**Goal:** Retype everything below from the line containing "Would you mind tagging the coarse" down to the last line of the records, with no changes.

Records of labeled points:
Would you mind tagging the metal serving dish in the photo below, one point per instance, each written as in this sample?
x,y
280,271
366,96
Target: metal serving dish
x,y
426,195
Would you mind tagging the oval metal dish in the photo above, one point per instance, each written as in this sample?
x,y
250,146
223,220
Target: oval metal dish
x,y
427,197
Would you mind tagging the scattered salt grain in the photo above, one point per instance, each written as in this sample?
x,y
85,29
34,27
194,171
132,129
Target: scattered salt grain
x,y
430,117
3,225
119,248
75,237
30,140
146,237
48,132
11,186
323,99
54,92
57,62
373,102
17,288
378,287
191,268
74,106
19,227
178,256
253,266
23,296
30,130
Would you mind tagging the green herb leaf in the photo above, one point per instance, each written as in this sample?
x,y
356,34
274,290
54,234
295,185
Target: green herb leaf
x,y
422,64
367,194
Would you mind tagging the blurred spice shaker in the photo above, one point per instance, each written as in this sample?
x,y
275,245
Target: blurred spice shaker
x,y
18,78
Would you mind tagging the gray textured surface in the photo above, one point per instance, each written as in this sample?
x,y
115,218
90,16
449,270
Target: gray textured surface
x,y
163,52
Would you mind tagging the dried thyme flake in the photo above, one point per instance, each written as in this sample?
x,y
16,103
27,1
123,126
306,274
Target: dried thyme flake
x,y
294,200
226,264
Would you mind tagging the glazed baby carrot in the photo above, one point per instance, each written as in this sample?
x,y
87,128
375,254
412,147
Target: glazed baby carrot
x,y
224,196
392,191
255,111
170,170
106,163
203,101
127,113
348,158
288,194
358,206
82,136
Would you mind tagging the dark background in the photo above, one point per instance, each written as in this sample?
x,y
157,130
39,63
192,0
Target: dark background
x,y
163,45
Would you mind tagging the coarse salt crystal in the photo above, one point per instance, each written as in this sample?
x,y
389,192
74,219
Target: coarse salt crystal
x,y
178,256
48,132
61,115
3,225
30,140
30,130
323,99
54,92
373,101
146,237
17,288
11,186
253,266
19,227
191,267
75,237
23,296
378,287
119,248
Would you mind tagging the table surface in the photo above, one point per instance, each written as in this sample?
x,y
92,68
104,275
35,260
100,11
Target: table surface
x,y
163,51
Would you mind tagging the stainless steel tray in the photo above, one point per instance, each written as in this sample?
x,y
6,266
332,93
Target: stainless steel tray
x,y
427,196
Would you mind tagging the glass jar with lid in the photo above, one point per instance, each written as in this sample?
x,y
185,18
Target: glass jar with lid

**The result:**
Would you mind tagging the coarse salt crystal in the photo above, one point per instance, each written as in this sample?
x,y
389,192
74,219
Target: coarse salt crystal
x,y
178,256
48,132
61,115
3,225
30,140
30,130
323,99
54,92
373,101
146,237
17,288
11,186
253,266
19,227
191,267
75,237
23,296
378,287
119,248
Would you mind tagging the table surface in the photo above, one point per instance, each written as in this sample?
x,y
92,68
104,275
35,260
100,11
Target: table surface
x,y
163,51
Would you mind tagging the stainless steel tray in the photo above, one point per instance, each written as in this sample?
x,y
6,266
332,93
Target: stainless steel tray
x,y
427,196
Would you mind tagging the glass jar with lid in the photo above, one point per instance, each written as in this sample?
x,y
185,18
Target: glass jar with lid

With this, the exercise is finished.